2014年03月10日 | 自然の豊かさと脅威の中で
◆『風土―人間学的考察 (岩波文庫)

今回は再び和辻「風土」論に戻って、モンスーン、砂漠、牧場という三類型のうち、ヨーロッパの「牧場」的風土をどのように論じているかを紹介したい。そこから日本の風土と文化をどう見るかという問題に立ち返るつもりである。

和辻は初めてヨーロッパを訪れたとき、そこに「雑草がない」という事実に驚き、それを一種の啓示としてヨーロッパ的風土の特性をつかみ始めたという。ヨーロッパの風土は「湿潤と乾燥との総合」というべきものである。モンスーン地域と違い、夏は乾燥期であるが、砂漠地域ほど乾燥してはいない。そして冬は雨季であり、夏と冬のこの特性は、南北の気候の違いを超えてヨーロッパに共通している。

そして夏の乾燥が、ヨーロッパを「牧場」的な風土にしている。夏の乾燥は雑草を繁殖させる湿気を欠いており、それが冬の湿潤と相俟って全土を牧場にしてしまうのだ。秋には穏やかな雨に恵まれて、暑さを必要としない冬草の類が柔らかに芽生えてくる。野原にのみでなく、岩山の岩の間にさえもこういう柔らかい冬草が育つ、つまり「牧場」化するのだ。日本の農業では夏の草取りが最重要の労働になるが、ヨーロッパでは雑草との戦いが不要だという。一度開墾された農地は「従順な土地」として人間に従うので、農業労働には自然との戦いという契機が欠けている。

さらにヨーロッパでは、風は一般にきわめて弱く、その弱さは樹木に端正で、規則正しい形を与えるという。不規則な形の樹木を見慣れてた私たちには、その規則正しい形が人工的にさえ見え、さらにはきわめて合理的であるという感じすら与える。 規則正しい形は日本では人工的にしか作りだせないが、ヨーロッパではそれは植物の自然な形なのである。一方、日本では不規則こそ自然な形である。そしてこのような違いは結局、風の強弱によるのである。暴風の少ないところでは木の形が合理的になる。すなわちそこでは自然は合理的な姿で現れるのだという。

自然が従順であることは、自然が合理的で、自然の中から容易に規則を見出す事ができるということだ。そしてこの規則にしたがって自然に対すると、自然はますます従順になる。こうし和辻は「このことが人間をしてさらに自然の中に規則を探求せしめるのである。かく見ればヨーロッパの自然科学がまさしく牧場的風土の産物である事も容易に理解する事ができるであろう」と主張する。

ところで、上に示されたような夏と冬の特徴はヨーロッパにほぼ共通だが、地中海沿岸の南欧と西欧とではもちろん違いもある。西欧は、南欧ほど太陽の光が豊かではなく、冬の寒さも厳しい。和辻は、南欧と違う西欧の特徴を、たとえば日光の乏しい陰鬱さとして論じている。陰鬱な曇りの日には、すべてはもうろうとして輪郭を明らかにせず、それは同時にまた無限の深さへの指標である。そこに内面性への力強い沈潜が引き起こされる。主観性の強調や精神の力説はそこから出てくるのであるという。

————

[課題の条件]:
a) 和辻の風土論を紹介する文章について、次の問いに答えてください。
(i) 和辻が初めてヨーロッパを訪れたとき、どんな事実に驚いたか。
(ii) ヨーロッパの樹木に端正で規則正しい形を与えているのは何か。
(iii) 西欧は南欧と比べて、どんな点が違うとされているか。
b) 和辻の風土論を紹介する文章を、最後の文の続きから書き継いでください。

[データ一覧]:

————

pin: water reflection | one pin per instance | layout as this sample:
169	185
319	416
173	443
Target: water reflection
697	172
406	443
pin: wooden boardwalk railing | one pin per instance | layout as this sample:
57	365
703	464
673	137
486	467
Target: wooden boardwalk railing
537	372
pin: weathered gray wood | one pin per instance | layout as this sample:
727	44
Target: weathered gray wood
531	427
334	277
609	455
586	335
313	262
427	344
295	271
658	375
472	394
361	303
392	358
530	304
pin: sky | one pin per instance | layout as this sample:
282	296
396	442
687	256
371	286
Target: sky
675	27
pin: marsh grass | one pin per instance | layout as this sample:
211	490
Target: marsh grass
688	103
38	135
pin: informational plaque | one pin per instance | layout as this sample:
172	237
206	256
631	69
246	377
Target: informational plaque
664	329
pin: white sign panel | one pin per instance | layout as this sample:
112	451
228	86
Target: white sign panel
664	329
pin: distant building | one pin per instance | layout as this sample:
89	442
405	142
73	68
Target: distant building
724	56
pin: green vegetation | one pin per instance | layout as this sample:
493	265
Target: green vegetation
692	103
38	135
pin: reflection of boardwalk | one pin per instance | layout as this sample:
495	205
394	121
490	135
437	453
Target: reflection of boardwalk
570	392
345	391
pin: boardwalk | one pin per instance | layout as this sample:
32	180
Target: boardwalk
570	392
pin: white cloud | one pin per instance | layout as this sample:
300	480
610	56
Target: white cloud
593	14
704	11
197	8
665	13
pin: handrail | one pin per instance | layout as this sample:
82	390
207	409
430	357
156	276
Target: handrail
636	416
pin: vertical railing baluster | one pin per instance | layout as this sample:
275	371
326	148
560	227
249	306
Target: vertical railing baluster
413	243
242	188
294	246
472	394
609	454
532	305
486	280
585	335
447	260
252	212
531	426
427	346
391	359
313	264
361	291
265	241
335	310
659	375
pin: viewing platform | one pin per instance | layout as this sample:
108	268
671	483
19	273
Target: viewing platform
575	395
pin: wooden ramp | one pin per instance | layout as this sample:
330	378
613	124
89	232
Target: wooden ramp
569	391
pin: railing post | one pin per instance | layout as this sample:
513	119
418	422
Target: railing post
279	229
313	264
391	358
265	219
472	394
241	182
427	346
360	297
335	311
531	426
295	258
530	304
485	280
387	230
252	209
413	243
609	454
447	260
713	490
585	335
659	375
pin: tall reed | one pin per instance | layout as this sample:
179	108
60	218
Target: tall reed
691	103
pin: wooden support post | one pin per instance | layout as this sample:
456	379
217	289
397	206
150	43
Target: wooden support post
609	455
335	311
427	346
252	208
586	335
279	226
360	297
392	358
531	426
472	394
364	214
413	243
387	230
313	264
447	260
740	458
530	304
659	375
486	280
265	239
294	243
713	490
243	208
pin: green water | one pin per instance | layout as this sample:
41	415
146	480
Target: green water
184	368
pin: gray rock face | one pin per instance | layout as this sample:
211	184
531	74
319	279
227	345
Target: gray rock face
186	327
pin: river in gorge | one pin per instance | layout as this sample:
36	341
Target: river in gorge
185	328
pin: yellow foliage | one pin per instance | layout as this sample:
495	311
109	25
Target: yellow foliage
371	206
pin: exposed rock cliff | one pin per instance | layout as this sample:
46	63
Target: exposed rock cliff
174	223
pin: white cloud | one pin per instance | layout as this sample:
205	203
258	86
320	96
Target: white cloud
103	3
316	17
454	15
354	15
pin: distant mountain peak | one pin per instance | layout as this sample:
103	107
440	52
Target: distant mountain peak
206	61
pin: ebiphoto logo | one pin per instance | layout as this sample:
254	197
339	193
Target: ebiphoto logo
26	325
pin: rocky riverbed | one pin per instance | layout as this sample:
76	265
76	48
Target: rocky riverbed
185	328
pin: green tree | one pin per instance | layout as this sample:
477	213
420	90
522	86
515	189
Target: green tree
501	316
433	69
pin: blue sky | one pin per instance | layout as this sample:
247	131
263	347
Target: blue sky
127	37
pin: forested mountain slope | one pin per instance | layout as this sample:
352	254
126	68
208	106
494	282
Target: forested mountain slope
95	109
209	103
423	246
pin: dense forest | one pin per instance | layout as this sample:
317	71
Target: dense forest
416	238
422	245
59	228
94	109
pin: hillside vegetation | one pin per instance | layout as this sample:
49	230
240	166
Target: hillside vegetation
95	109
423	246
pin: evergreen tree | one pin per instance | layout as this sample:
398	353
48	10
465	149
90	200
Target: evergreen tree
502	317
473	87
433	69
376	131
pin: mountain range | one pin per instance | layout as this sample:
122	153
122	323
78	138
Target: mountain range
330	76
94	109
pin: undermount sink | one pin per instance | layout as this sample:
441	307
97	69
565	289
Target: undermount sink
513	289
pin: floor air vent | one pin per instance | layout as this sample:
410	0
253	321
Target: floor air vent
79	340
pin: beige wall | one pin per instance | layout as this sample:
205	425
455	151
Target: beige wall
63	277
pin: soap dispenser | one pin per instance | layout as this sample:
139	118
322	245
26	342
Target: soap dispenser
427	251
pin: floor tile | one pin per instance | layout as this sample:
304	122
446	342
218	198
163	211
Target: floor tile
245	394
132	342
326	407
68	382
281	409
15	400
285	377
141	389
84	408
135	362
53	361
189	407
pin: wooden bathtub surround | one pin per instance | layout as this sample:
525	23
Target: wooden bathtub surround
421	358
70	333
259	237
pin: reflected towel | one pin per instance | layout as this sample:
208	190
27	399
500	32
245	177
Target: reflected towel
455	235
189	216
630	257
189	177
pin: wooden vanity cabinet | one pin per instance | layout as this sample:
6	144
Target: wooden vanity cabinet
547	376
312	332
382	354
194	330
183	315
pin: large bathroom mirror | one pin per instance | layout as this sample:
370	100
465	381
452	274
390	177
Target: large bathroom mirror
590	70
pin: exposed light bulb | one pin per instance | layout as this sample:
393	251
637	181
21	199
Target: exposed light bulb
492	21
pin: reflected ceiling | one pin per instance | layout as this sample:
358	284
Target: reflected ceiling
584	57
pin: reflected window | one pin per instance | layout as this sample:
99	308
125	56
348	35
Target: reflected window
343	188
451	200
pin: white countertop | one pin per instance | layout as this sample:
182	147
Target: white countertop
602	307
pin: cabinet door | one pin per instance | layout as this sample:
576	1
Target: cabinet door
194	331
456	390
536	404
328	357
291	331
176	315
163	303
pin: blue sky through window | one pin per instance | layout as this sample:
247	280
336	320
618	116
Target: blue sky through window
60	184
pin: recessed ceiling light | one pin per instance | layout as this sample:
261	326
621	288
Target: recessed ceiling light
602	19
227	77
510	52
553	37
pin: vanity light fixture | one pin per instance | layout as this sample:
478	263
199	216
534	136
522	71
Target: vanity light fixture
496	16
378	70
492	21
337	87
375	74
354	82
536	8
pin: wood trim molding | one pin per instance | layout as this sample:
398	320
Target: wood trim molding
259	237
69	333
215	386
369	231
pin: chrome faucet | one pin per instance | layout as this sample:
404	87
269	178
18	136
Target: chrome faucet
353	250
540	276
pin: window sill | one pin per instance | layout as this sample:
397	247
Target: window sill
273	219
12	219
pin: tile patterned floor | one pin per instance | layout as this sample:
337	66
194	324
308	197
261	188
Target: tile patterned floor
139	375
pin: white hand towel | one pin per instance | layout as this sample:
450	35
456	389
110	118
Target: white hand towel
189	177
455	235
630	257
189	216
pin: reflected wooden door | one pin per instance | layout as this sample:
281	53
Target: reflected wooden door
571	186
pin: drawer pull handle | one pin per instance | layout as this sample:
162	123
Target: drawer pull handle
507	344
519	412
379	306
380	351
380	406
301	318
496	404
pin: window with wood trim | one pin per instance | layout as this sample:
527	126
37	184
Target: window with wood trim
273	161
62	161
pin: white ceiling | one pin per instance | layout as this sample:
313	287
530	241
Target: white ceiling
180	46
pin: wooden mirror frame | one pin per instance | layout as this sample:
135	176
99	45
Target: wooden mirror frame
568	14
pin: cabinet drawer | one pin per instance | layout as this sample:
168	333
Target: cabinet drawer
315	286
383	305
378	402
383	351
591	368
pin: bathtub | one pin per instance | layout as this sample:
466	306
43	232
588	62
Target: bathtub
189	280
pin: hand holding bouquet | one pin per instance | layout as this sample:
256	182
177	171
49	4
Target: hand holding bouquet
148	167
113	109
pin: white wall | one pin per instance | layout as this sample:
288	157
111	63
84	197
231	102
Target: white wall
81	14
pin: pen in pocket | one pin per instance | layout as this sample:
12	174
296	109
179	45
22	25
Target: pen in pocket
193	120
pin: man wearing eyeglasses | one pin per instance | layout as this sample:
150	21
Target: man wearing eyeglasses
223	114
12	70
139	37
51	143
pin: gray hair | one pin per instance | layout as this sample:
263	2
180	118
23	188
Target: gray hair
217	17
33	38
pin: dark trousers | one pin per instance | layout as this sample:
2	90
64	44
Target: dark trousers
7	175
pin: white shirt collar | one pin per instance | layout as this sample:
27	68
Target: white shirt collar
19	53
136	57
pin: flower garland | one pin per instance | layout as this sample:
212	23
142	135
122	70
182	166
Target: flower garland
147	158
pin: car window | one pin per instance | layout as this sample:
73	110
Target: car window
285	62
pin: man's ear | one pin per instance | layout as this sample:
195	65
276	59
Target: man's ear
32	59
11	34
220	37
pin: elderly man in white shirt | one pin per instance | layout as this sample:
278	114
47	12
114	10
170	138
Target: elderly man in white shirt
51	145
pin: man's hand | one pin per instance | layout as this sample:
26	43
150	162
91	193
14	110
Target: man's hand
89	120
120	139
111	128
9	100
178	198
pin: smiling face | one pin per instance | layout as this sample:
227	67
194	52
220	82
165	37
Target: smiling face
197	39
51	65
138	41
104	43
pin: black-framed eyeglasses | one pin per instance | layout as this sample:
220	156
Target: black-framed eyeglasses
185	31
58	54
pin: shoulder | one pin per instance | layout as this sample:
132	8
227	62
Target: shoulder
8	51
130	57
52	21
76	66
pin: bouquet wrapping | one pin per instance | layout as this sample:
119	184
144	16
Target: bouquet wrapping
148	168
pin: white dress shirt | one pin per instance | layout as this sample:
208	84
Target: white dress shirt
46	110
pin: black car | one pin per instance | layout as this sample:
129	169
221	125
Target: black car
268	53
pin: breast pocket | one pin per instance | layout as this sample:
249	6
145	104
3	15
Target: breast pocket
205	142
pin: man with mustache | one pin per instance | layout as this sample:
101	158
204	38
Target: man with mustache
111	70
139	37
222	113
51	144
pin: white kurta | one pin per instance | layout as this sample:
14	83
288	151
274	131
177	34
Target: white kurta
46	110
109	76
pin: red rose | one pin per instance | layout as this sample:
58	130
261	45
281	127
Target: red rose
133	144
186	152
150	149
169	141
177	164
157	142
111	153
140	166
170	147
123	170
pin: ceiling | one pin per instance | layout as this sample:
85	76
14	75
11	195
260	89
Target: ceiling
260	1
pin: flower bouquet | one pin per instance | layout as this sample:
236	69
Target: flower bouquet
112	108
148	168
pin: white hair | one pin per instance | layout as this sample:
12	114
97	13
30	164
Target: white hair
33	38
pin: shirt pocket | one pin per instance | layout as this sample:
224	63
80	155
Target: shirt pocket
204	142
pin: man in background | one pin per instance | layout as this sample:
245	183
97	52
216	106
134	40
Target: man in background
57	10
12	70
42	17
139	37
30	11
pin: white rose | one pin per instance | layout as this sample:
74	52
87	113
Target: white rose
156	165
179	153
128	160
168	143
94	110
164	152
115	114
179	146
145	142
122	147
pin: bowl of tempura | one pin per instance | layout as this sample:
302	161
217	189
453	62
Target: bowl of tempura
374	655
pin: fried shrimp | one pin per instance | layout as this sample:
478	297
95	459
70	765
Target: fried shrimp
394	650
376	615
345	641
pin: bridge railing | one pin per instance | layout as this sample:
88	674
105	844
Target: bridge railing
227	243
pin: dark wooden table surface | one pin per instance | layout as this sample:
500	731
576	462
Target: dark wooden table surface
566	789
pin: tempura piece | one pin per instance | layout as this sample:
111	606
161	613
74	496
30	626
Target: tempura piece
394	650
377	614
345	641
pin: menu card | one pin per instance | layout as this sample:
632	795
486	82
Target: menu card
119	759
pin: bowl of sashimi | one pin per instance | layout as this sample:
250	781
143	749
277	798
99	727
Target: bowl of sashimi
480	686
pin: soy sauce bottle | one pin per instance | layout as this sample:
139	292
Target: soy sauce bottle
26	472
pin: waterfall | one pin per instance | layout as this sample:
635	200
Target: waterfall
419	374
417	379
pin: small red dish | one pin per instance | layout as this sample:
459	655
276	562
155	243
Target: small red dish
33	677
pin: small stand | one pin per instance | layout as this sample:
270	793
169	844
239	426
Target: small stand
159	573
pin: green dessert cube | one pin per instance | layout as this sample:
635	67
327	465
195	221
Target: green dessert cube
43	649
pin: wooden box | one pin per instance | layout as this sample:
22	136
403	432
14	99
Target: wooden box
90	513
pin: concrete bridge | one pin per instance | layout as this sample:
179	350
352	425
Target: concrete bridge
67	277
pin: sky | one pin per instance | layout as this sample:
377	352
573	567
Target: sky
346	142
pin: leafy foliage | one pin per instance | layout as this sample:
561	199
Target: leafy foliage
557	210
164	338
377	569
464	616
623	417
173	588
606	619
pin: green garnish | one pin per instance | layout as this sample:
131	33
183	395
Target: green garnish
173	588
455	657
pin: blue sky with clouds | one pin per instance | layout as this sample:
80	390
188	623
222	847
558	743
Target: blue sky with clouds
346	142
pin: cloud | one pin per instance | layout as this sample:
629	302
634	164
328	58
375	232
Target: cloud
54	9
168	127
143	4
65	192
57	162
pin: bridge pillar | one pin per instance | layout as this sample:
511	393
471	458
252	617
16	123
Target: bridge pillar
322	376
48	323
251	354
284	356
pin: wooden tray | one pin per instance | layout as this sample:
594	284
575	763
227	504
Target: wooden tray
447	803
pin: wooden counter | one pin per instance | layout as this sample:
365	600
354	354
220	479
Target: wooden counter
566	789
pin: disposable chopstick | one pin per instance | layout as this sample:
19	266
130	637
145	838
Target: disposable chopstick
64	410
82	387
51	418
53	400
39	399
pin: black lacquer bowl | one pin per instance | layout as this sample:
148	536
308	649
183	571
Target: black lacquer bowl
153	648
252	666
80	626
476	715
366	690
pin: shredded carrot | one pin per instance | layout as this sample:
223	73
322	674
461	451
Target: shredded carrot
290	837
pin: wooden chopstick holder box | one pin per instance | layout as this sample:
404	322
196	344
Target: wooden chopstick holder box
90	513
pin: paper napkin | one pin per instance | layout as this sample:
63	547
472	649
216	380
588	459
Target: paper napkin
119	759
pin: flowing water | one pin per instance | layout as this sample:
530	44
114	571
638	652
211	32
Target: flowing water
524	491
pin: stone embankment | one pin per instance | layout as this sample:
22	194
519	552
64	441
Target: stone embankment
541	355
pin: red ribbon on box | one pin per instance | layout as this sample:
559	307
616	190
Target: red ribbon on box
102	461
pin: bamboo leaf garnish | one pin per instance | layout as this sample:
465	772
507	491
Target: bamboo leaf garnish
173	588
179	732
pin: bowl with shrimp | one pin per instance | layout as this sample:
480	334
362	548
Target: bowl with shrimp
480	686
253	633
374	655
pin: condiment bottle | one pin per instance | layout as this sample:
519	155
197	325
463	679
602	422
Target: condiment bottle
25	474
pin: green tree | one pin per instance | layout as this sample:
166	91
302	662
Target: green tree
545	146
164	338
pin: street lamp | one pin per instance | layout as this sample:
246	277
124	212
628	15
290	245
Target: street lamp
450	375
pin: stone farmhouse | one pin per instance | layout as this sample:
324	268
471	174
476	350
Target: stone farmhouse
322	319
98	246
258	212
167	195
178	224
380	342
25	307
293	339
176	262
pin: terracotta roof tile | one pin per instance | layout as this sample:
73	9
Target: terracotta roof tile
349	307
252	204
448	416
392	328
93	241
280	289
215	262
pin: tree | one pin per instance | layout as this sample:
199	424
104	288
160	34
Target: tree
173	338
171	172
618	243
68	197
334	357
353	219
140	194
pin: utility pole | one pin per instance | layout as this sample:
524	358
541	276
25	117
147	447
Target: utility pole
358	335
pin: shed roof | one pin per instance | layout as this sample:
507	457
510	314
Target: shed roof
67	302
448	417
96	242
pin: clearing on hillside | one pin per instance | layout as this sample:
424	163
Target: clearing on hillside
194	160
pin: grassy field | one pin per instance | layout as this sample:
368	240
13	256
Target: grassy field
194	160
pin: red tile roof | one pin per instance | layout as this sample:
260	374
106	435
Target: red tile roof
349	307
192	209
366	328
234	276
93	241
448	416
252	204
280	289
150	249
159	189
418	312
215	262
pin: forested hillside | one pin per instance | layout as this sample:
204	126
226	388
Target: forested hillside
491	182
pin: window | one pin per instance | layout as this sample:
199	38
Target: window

————

[最終結果]:
a)
(i) ヨーロッパには「雑草がない」という事実に驚いた。
(ii) ヨーロッパの風が一般にきわめて弱いことが、樹木に端正で規則正しい形を与えている。
(iii) 西欧は南欧ほど太陽の光が豊かではなく、冬の寒さも厳しい。

b)
ともあれ、西欧のこのように温順な自然は、人間にとって都合のよいものである。そこはかつて恐ろしい森におおわれていたかもしれぬが、一度開墾され、人間の支配下に置かれると、もう人間に背かない従順な自然となった。実際西欧の土地は人間に徹底的に征服されていると言ってよい。

これに対し日本の国土は急峻な山地が多いこともあって人間の支配を受けにくい。日本人はただ国土のわずかな部分のみを極度に利用して生きている。そのわずかな部分も決して温順な自然とはいえない。それは隙さえあれば人間の支配を脱しようとする。この事が日本の農人に世界中で最も優れた「技術」を与えた。しかし日本人はこの「技術」のなかから自然の認識を取り出す事ができなかった。そこから生まれてきたものは「理論」ではなくして芭蕉に代表されるような「芸術」であった。

一方、西欧の従順な自然からは比較的容易に法則が見出される。そして法則の発見は自然をいっそう従順にさせる。このようなことは突発的に人間に襲い掛かる自然に対しては容易でなかった。そこで一方にはあくまでも法則を求めて精進する傾向が生まれ、他方には運を天に委ねるようなあきらめの傾向が支配する。それが合理化の精神を栄えしめるか否かとの分かれ道であったという。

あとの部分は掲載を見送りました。